Metin kesiti
/---
Abdülfettah Ukari Hazretleri'nin ruhuna da bir yasini şerif  okudum. Geçen geldiğimizde şahit olduğumuz üzere buradaki güzelim sebili Üsküdar Belediyesinin temizlik görevlilerinin mola yeri olarak kullandıklarına tekrar şahit oldum.

Burası da tıpkı Selami Ali Efendi türbesi gibi bir kediler ordusu tarafından kuşatılmıştı. Nitekim mezarlık, aynı şekilde kedi ve kedi atıklarından kaynaklanan bir koku tarafından sarılmıştı.

Bu gibi yerleri belli aralıklarla ziyaret etmenin bu gibi faydaları da oluyor. Oradaki kültürel ve dini durumu bir Müslüman münevver olarak gözlemleyip icabında gerekli müdahalelerde bulunma fırsat insanın karşısına çıkıyor.

(13 Kasım 2025) Eyüp Sultan Hazretleri, Abdülmecid Sivasi, Abdülehadı Nuri Hazretleri, Murat Münzevi Hazretleri, Mustafa Selami Efendi  Hazretleri, Hasib Efendi, Aziz Efendi, Ömer Nasuhi Bilmen Hocaefendiler ve Sabahattin Zaim ve Mazhar Özman

Ankara'dan İstanbul'a gelen dostum Adnan Bey ile bir ön görüşme yapmıştık. Bugün İstanbul'un karşı yakasında bazı tarihi kültürel mekanları ziyaret etmek üzere sözleşmiştik.

İlk durağımız, Edirnekapı’daki Şehitlikte bulunan Sakız Ağacı Mezarlığındaki büyükler oldu. Hasib Efendi, Aziz Efendi, Ömer Nasuhi Bilmen Hocaefendileri ve Sabahattin Zaim ve Mazhar Özman gibi akademisyenleri ziyaret ettik.

Daha sonra Eyüp Nişanca’sına gittik. Önce Murat Münzevi Hazretlerini ziyaret ettik. Murat Münzevi Hazretlerinin yanında 70 yaşlarında beyaz saçlı bir bayan ve onun torunu olan bir kişi vardı.

Torununa “Senin ismin ne?” dedim. “Doruk” dedi.

“Ne münasebetle buraya geldiniz? Ne dileğiniz var?” dedim.

“Edebiyat öğretmenimiz Eyüp'teki türbelerle ilgili bir ödev vermişti.Onun için buradayız” dedi.

Maşallah ne akıllı bir edebiyat öğretmeni.Öğrencilerini bu şekilde büyük ruhlarla, abide şahıslarla tanıştırıyor buluşturuyor.

Murat Münzevi Hazretlerinin çok sayıda ziyaretçisi olduğunu gördük. Yaklaşık 300 yıl önce vefat etmiş bir kişinin bu kadar ziyaretçisi var. Buraya gelen ziyaretçilere bir tebliğ ve irşat çalışması mutlaka yapılması lazım.
\---
Veri kesiti
/---
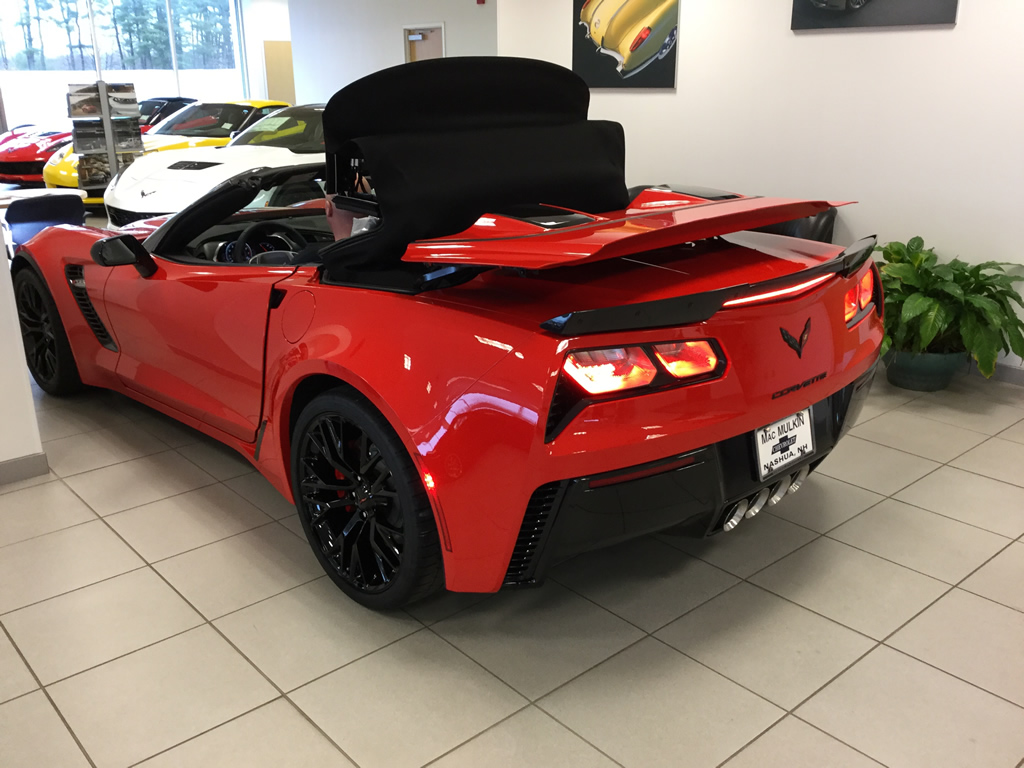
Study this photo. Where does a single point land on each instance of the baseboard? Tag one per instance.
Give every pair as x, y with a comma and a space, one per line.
1004, 372
23, 468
\---
Görev 1
Metin kesitinde "Ankara'dan İstanbul'a gelen" ile başlayıp "akademisyenleri ziyaret ettik." ile biten bölümü aynen tekrarlayın.
Görev 2
Metin kesitine göre şu soruları cevaplayın:
(a) Ankara'dan İstanbul'a gelen dostun adı ne?
(b) Ziyaretin ilk durağı hangi mezarlıktı?
(c) Murat Münzevi Hazretleri yaklaşık kaç yıl önce vefat etmiş?

Cevap 1
Ankara'dan İstanbul'a gelen dostum Adnan Bey ile bir ön görüşme yapmıştık. Bugün İstanbul'un karşı yakasında bazı tarihi kültürel mekanları ziyaret etmek üzere sözleşmiştik.

İlk durağımız, Edirnekapı’daki Şehitlikte bulunan Sakız Ağacı Mezarlığındaki büyükler oldu. Hasib Efendi, Aziz Efendi, Ömer Nasuhi Bilmen Hocaefendileri ve Sabahattin Zaim ve Mazhar Özman gibi akademisyenleri ziyaret ettik.

Cevap 2
(a) Adnan Bey
(b) Edirnekapı'daki Şehitlikte bulunan Sakız Ağacı Mezarlığı
(c) Yaklaşık 300 yıl önce